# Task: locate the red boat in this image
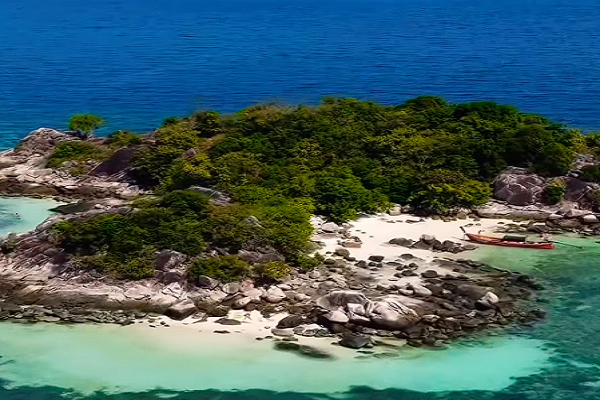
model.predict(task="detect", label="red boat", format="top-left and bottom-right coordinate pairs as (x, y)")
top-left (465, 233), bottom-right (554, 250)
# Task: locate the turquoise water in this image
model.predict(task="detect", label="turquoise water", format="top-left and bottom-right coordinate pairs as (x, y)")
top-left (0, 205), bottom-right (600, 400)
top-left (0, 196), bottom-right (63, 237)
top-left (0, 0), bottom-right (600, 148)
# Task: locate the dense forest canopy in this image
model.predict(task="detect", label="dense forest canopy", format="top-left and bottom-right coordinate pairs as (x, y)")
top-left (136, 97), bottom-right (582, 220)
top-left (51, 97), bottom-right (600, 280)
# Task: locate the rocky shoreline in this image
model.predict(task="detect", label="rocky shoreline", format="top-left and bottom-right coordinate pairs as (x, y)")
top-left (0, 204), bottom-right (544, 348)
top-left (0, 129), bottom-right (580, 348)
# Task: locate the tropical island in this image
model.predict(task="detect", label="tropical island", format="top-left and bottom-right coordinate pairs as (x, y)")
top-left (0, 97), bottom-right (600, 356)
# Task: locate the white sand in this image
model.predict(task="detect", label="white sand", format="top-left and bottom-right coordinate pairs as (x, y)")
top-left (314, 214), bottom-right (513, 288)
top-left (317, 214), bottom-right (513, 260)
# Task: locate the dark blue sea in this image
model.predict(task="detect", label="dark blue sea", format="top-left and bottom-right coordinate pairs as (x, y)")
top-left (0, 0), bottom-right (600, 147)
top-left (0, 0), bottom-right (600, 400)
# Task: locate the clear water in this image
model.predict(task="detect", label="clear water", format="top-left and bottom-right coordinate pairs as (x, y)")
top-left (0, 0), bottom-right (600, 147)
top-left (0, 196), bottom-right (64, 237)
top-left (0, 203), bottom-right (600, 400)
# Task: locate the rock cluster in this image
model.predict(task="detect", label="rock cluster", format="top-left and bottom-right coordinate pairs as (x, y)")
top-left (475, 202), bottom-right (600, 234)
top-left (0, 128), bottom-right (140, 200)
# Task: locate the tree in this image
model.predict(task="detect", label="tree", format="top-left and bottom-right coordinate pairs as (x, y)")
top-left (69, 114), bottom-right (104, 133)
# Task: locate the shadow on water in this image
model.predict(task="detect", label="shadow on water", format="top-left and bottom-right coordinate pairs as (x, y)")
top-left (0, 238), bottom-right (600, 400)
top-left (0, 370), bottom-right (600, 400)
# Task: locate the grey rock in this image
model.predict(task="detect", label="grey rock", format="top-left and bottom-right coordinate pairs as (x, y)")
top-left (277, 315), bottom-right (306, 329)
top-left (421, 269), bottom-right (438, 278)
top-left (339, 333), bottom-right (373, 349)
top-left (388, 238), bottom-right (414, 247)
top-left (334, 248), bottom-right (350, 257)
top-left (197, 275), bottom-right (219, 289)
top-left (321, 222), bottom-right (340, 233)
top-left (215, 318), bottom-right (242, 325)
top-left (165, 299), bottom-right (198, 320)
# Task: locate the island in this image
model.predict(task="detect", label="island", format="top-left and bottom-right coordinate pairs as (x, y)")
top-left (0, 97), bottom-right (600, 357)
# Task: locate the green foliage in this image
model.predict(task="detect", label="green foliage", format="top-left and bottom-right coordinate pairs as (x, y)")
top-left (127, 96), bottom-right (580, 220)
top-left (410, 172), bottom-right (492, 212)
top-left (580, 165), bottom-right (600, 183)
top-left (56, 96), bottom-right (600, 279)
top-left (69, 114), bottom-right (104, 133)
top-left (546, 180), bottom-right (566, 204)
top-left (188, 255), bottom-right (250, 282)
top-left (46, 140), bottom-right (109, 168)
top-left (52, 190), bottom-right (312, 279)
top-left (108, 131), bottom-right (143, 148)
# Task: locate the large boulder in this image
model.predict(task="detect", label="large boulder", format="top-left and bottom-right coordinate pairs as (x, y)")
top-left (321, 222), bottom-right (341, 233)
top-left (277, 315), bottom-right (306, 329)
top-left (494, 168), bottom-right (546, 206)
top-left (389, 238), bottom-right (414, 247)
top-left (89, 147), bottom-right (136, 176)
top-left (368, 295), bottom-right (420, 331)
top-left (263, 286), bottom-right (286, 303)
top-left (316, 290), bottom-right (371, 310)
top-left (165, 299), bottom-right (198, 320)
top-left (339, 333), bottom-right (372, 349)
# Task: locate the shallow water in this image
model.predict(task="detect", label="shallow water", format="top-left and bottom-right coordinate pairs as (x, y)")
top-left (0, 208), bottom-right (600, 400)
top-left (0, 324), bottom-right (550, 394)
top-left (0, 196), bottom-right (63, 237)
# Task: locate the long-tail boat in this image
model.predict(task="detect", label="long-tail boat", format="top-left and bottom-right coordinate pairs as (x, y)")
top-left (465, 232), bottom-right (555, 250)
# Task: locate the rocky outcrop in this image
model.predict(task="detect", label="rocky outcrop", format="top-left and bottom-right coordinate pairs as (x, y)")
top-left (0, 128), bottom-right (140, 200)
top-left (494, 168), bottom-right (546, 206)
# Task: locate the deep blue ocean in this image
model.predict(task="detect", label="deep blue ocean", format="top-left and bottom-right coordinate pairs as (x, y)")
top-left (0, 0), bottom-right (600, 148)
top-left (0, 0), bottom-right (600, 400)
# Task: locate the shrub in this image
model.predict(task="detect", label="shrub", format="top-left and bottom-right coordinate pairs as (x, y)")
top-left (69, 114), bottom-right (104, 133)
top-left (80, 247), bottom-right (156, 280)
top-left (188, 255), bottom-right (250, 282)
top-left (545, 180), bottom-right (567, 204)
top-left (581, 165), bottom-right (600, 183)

→ WHAT TO WORK ON
Reproduce the stretch of entries from the line containing "# Task: locate the shallow" through the end of the entries, keeping every line, including the detect calls. Offset each bounding-box coordinate value by adding 149 to it.

→ RESPONSE TO THE EXERCISE
# Task: locate the shallow water in this image
model.predict(task="detect", label="shallow water", format="top-left and bottom-right coordinate pairs as (x, y)")
top-left (149, 357), bottom-right (749, 549)
top-left (149, 473), bottom-right (699, 543)
top-left (149, 345), bottom-right (212, 386)
# Task: locate the long-tail boat in this image
model.predict(task="detect", label="long-tail boat", format="top-left and bottom-right coordinate pairs as (x, y)")
top-left (614, 381), bottom-right (704, 399)
# Task: locate the rocky outcrop in this image
model.predict(task="detect", label="rocky outcrop", format="top-left and bottom-right coordinate pairs as (x, y)")
top-left (149, 277), bottom-right (289, 349)
top-left (643, 317), bottom-right (695, 355)
# Task: locate the deep blue ocean in this image
model.predict(task="detect", label="deep blue ocean", format="top-left and bottom-right coordinate pairs as (x, y)")
top-left (149, 149), bottom-right (749, 297)
top-left (149, 149), bottom-right (749, 549)
# Task: locate the shrub in this image
model.predict(task="detect", label="shrub", format="top-left and bottom-right coordinate pairs as (x, y)")
top-left (218, 263), bottom-right (253, 282)
top-left (229, 396), bottom-right (305, 429)
top-left (337, 404), bottom-right (399, 431)
top-left (694, 329), bottom-right (716, 353)
top-left (730, 314), bottom-right (749, 332)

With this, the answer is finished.